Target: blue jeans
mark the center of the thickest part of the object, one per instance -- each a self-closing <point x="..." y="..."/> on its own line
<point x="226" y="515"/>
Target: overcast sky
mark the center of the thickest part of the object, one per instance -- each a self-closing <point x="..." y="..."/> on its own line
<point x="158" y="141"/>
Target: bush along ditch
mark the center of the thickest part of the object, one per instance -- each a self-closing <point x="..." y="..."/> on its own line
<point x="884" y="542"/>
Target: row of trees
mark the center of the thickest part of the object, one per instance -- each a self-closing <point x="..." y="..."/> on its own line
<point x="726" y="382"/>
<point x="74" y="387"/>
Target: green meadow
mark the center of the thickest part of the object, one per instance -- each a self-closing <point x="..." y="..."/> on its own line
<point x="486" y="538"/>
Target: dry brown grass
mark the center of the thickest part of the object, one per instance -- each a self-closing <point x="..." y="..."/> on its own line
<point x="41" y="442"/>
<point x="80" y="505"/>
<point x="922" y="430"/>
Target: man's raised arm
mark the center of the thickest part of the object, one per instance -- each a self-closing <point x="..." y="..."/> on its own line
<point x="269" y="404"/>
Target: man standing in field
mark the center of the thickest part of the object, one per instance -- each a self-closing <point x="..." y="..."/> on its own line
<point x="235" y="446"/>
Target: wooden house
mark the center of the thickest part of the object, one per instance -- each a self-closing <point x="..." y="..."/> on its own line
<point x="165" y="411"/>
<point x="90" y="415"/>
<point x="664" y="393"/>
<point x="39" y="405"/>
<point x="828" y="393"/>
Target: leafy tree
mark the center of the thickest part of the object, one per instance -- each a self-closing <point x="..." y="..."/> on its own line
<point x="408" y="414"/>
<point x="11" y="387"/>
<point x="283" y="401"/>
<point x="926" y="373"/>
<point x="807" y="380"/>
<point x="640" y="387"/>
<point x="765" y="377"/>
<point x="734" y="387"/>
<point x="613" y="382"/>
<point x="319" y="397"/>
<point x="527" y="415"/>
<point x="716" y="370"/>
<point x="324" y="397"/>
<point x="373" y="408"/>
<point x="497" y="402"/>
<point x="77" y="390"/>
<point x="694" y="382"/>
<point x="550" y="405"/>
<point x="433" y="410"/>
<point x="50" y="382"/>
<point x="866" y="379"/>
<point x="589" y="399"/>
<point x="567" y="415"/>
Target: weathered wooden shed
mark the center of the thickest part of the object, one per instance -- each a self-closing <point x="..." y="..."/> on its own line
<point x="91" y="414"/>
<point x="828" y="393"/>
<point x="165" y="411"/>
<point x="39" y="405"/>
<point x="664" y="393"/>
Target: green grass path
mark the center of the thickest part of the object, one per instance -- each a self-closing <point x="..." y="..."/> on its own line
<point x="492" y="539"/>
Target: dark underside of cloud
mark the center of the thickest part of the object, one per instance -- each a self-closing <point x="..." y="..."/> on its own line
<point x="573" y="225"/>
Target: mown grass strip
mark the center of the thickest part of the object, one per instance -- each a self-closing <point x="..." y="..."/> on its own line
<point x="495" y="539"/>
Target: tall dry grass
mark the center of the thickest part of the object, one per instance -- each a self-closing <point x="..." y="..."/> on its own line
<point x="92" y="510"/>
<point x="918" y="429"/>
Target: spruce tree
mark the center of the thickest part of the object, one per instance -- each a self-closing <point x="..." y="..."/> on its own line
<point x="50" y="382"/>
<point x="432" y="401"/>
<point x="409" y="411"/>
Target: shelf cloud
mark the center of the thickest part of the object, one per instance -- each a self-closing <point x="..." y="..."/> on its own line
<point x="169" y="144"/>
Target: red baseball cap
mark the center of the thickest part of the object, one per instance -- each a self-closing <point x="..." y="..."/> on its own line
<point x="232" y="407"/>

· · · · · · ·

Reproduce all of the material above verbatim, keeping every line in its original order.

Target: blue jeans
mark the center of the thickest part of the object, one per instance -- each a self-closing <point x="..." y="..."/> on its own line
<point x="226" y="515"/>
Target: overcast sky
mark the center of the thickest part of the object, one per instance -- each a self-closing <point x="..." y="..."/> on its own line
<point x="158" y="141"/>
Target: bush along ditch
mark the center of the thickest part of the object, one per instance -- each a self-closing <point x="..." y="..."/> on its own line
<point x="884" y="542"/>
Target: row of trees
mark the center of the thickest part of the object, one per instance -- each a self-closing <point x="..." y="..."/> on its own line
<point x="726" y="382"/>
<point x="74" y="387"/>
Target: green meadow
mark the center of the thickest part of the object, one per instance -- each a self-closing <point x="..." y="..."/> on its own line
<point x="486" y="538"/>
Target: dry brown grass
mark the center of the thickest part of the object, one per instance -- each a self-closing <point x="..." y="..."/> on its own line
<point x="41" y="442"/>
<point x="80" y="505"/>
<point x="922" y="430"/>
Target: man's raised arm
mark the center of the thickest part of the object, one per instance -- each a self-closing <point x="..." y="..."/> on its own line
<point x="269" y="404"/>
Target: man standing in field
mark the center of the thickest part of the object, one per instance -- each a self-closing <point x="..." y="..."/> on its own line
<point x="235" y="446"/>
Target: wooden house
mark the center of the thickest part of the object, one per instance -- each a self-closing <point x="..." y="..."/> on its own line
<point x="165" y="411"/>
<point x="90" y="415"/>
<point x="664" y="393"/>
<point x="39" y="405"/>
<point x="828" y="393"/>
Target: leafy tree
mark the center of the thickest part of the object, one per instance -- each a self-closing <point x="..." y="..."/> on its own line
<point x="408" y="414"/>
<point x="11" y="387"/>
<point x="283" y="401"/>
<point x="926" y="373"/>
<point x="807" y="380"/>
<point x="640" y="387"/>
<point x="765" y="377"/>
<point x="734" y="387"/>
<point x="613" y="382"/>
<point x="319" y="397"/>
<point x="527" y="415"/>
<point x="716" y="370"/>
<point x="324" y="397"/>
<point x="373" y="408"/>
<point x="497" y="402"/>
<point x="77" y="390"/>
<point x="694" y="382"/>
<point x="550" y="405"/>
<point x="433" y="410"/>
<point x="50" y="382"/>
<point x="866" y="379"/>
<point x="589" y="399"/>
<point x="567" y="415"/>
Target: weathered wooden shed
mark the center of the thickest part of the object, one per instance -- each a self-closing <point x="..." y="..."/> on its own line
<point x="91" y="414"/>
<point x="828" y="393"/>
<point x="165" y="411"/>
<point x="39" y="405"/>
<point x="664" y="393"/>
Target: green grass path
mark the center of the thickest part of the object, one per instance -- each a self-closing <point x="..." y="..."/> on its own line
<point x="492" y="539"/>
Target: dark underside of cloud
mark the center of the thickest part of the object, one per instance -- each a self-closing <point x="..." y="..."/> on its own line
<point x="573" y="225"/>
Target: mown grass strip
mark the center of the thickest part of the object, one per instance -- each a self-closing <point x="..." y="..."/> on its own line
<point x="495" y="539"/>
Target: tall dry grass
mark the center of the thickest part of the object, one per instance -- each a self-closing <point x="..." y="..."/> on its own line
<point x="92" y="510"/>
<point x="918" y="429"/>
Target: spruce tree
mark the center of the thickest part of the object, one per instance -- each a self-closing <point x="..." y="..."/> on its own line
<point x="50" y="382"/>
<point x="432" y="401"/>
<point x="409" y="411"/>
Target: shelf cloud
mark the center of the thickest part of the object, one per instance -- each a self-closing <point x="..." y="..."/> on its own line
<point x="169" y="144"/>
Target: red baseball cap
mark the center of the thickest part of the object, one per instance -- each a self-closing <point x="..." y="..."/> on its own line
<point x="232" y="407"/>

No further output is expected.